◆ **TEXTAUSZUG**:

Offensive statt Harmonie?
Umso mehr fiel schon in jenem Februar auf, dass sich Verteidigungsminister Taro Kono genau daran nicht hielt. Zum Interview also: Angriffslustiger Blick, gelassene Gestik, fließendes Englisch, er studierte in den USA. Gerade hatte er vor laufenden Kameras einen Zerstörer in die Golfregion geschickt. Drängt Japan auf eine aktivere Rolle auf der militärischen Weltbühne?
"Wir schickten das Schiff nur dorthin, um Informationen zu sammeln, damit unsere Handelsschiffe sicher durchkommen", antwortet er. "Wir sind dort auch nicht etwa an der Seite der USA, sondern allein auf eigene Initiative." Dass Japan so riskiert, in einen militärischen Konflikt zu geraten, lässt er nicht gelten. "Warum sollte das passieren?", fragt er und gibt sich ungerührt.
Einst für Japans Verteidigung zuständnig, nun für den Covid-19-Impfstoff: Taro Kono
Und noch ein Sprengsatz
Wenn wirklich alles so friedlich ist, warum schickt er dann ein Kriegsschiff? "Wir brauchen nun mal sichere Schiffsrouten, deshalb sammeln wir Informationen, was ist daran falsch?" Damit hätte Kono enden können. Doch weil es im Verhältnis zu den USA da bereits knisterte, zündete er gleich noch einen verbalen Sprengsatz.
Denn US-Präsident Donald Trump hatte die Bündnispartner Japan und Südkorea zuletzt nicht nur mit der Ankündigung überrascht, künftig gemeinsame Militärübungen zu streichen, um seinem Land Geld zu sparen. Auch forderten seine Emissäre plötzlich ein Vielfaches der bisherigen Kosten für die in Asien stationierten US-Truppen.
"In Wahrheit kommt es die USA doch billiger, die Soldaten hier zu haben als in Kalifornien", feuerte Kono, ganz und gar unjapanisch, nun zurück. "Würden wir mehr bezahlen, wären die US-Truppen ja so etwas wie bezahlte Söldner. Ich denke nicht, dass sie das sein wollen."
Schwierige Beziehung: US-Präsident Trump und Japans Ministerpräsident Abe bei einem Besuch auf dem japanischen Hubschrauberträger DDH-184 Kaga im Mai 2019
In die hintere Reihe degradiert
Seither ist Konos Stern als Verteidigungsminister zwar gesunken, doch am Kabinettstisch sitzt er immer noch, nun mit zivileren Aufgaben. Der Pulverdampf war offenbar vielen nicht geheuer. Auch sein Plan, in Japan eigene Raketenabwehrbasen vorzuhalten, platzte.
Auf den erkrankten Premier Abe folgte der Senior Yoshihide Suga, der im Vergleich zu Kono eher blass wirkt. Und wenn er in Washington anruft, nimmt dort auch nicht mehr Trump ab. Über beides scheint man in Tokio wie in Washington erleichtert.

◆ **AUFGABEN**:
1. Wohin schickte Taro Kono laut dem Textauszug vor laufenden Kameras einen Zerstörer?
2. Nenne alle Personen, die im Textauszug mit Namen vorkommen.
3. Übersetze diesen Satz aus dem Textauszug ins Englische: „Auch sein Plan, in Japan eigene Raketenabwehrbasen vorzuhalten, platzte.“

◆ **BEREITGESTELLTE DATEN**:

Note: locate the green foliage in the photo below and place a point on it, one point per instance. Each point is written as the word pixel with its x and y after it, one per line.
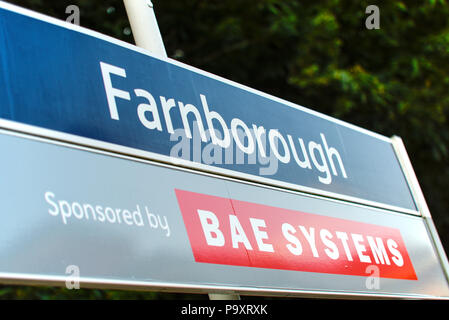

◆ **ANTWORTEN**:
1. In die Golfregion.

2. Taro Kono, Donald Trump, Abe, Yoshihide Suga

3. His plan to maintain Japan's own missile defense bases also fell through.